Data provided.
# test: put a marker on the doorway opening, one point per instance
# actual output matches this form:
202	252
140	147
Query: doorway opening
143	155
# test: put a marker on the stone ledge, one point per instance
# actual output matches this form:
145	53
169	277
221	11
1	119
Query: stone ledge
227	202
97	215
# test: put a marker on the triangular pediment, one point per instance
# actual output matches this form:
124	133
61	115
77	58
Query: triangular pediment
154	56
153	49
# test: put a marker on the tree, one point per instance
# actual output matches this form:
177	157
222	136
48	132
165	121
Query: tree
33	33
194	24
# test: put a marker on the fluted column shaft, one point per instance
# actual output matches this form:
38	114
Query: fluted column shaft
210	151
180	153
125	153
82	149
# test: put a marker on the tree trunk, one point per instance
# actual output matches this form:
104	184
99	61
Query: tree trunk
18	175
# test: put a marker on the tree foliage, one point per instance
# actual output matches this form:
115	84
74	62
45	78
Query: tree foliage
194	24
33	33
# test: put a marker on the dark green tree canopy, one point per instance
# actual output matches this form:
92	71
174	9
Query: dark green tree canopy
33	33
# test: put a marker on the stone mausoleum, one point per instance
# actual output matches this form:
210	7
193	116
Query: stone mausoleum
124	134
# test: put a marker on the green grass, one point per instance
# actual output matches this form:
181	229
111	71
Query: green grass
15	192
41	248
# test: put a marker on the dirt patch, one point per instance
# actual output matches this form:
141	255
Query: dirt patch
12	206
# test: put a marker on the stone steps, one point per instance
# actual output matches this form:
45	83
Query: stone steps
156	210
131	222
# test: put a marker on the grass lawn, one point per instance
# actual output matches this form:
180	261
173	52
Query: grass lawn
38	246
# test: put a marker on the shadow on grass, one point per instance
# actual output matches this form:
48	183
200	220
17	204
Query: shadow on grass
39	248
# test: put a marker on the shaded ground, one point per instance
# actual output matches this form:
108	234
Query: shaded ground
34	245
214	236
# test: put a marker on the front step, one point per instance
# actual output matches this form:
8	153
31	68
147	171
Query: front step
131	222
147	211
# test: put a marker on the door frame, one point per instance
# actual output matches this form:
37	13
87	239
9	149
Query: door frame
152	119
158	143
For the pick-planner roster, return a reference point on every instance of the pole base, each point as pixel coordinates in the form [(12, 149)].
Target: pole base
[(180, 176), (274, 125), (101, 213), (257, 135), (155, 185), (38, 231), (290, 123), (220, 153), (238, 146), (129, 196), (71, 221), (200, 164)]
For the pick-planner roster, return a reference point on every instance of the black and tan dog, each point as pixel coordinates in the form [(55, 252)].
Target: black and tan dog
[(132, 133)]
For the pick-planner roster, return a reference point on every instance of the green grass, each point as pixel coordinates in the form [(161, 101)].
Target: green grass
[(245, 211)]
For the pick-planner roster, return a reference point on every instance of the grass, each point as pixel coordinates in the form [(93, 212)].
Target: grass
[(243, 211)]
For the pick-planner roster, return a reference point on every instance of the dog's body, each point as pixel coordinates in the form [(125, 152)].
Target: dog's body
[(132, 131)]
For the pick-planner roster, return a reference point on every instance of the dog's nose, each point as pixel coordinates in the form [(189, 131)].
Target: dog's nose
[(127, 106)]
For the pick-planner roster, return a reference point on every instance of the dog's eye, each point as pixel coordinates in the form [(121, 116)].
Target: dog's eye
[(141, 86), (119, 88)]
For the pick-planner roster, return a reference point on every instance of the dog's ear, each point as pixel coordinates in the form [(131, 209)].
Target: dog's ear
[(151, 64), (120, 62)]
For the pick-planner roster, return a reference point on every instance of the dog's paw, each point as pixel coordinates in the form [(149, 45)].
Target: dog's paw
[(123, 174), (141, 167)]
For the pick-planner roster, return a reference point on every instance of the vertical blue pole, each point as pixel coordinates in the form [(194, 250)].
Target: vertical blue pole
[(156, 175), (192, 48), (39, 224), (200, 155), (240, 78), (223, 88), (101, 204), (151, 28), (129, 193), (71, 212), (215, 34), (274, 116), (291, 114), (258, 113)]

What is asked. Transcribe every entry verbatim.

Full solution.
# test: put a marker on the doorway opening, one point per instance
# actual output matches this form:
202	252
140	147
Query: doorway opening
143	155
# test: put a marker on the stone ledge, one point per instance
# actual output matches this form:
145	53
169	277
221	11
1	119
Query: stone ledge
227	202
97	215
# test: put a marker on the triangular pediment, one point per instance
# actual output matches this form:
124	133
61	115
77	58
Query: triangular pediment
154	56
153	49
# test: put a marker on the tree, one point per instance
# actual output matches this form:
177	157
222	136
48	132
165	121
Query: tree
33	33
194	24
# test: put a marker on the fluted column shaft, one point per instance
# actual output matches this form:
38	114
Query: fluted column shaft
210	151
180	153
125	153
82	149
# test: put a marker on the tree trunk, one point per instance
# actual output matches this form:
104	184
99	61
Query: tree trunk
18	175
# test: put a marker on the tree foliage, one point per instance
# actual output matches this form:
115	84
74	62
45	78
Query: tree foliage
194	24
33	33
# test: put a marker on the dark green tree canopy, one point per instance
# actual output matches this form:
92	71
174	9
Query: dark green tree canopy
33	33
# test: put a marker on the stone mausoleum, one point per instance
# actual output matches this form:
210	7
193	116
Query: stone mausoleum
124	134
# test: put a marker on the green grass, one point per instance
# actual output matches this form:
181	229
111	71
Query: green grass
15	192
41	248
# test: put a marker on the dirt patch, one point per instance
# actual output matches this form:
141	255
Query: dirt patch
12	206
# test: put a marker on the stone steps, one point per instance
# actual output matches this form:
45	83
Query: stone steps
156	210
131	222
# test: put a marker on the grass lawn, one point per instance
# actual output matches this form:
180	261
173	52
Query: grass lawn
38	246
# test: put a marker on the shadow on grass, one point per instance
# actual output matches this form:
48	183
200	220
17	204
Query: shadow on grass
39	248
# test: put a marker on the shaded ground, one point per instance
# actual output matches this form:
108	234
Query: shaded ground
34	245
214	236
# test: put a marker on the front step, one point per instance
# actual output matches this form:
8	153
31	68
147	171
Query: front step
131	222
147	211
# test: put a marker on the door frame, one point per instance
# actual output matches this form:
37	13
87	239
9	149
Query: door frame
152	119
158	143
For the pick-planner roster, return a reference point on every instance of the pole base, each point as pixel coordinates in the form [(12, 149)].
Target: pole base
[(180, 176), (274, 125), (101, 213), (257, 135), (155, 185), (38, 231), (290, 123), (220, 153), (238, 146), (129, 196), (71, 221), (200, 164)]
For the pick-planner roster, return a reference point on every instance of the black and tan dog, each point as pixel coordinates in the form [(55, 252)].
Target: black and tan dog
[(132, 133)]
For the pick-planner roster, return a reference point on every instance of the green grass, each point as pixel coordinates in the form [(161, 101)].
Target: green grass
[(245, 211)]
For the pick-planner roster, return a reference point on every instance of the grass, each point as pixel coordinates in the form [(93, 212)].
Target: grass
[(243, 211)]
For the pick-planner roster, return a reference point on every instance of the dog's body, each point as pixel coordinates in the form [(125, 152)].
Target: dog's body
[(132, 131)]
For the pick-planner roster, return a reference point on every instance of the dog's nose, each point as pixel coordinates in the form [(189, 131)].
Target: dog's nose
[(127, 106)]
For the pick-planner roster, return a reference point on every instance of the dog's eye, each point as pixel coordinates in the form [(121, 116)].
Target: dog's eye
[(141, 86), (119, 88)]
For the pick-planner roster, return a reference point on every instance of the dog's ear, each point as pixel coordinates in the form [(131, 209)].
Target: dog's ear
[(151, 64), (120, 62)]
For the pick-planner roster, return a reference point on every instance of the dog's paw, each point as pixel coordinates in the form [(149, 45)].
Target: dog's paw
[(123, 174), (141, 167)]
For the pick-planner roster, return a reference point on every instance of the vertical blue pole, each point as pixel coordinates in the form [(194, 250)].
Target: vertical blue pole
[(156, 175), (192, 48), (39, 224), (200, 155), (240, 78), (223, 88), (101, 204), (151, 28), (129, 193), (71, 212), (215, 34), (274, 116), (291, 114), (258, 113)]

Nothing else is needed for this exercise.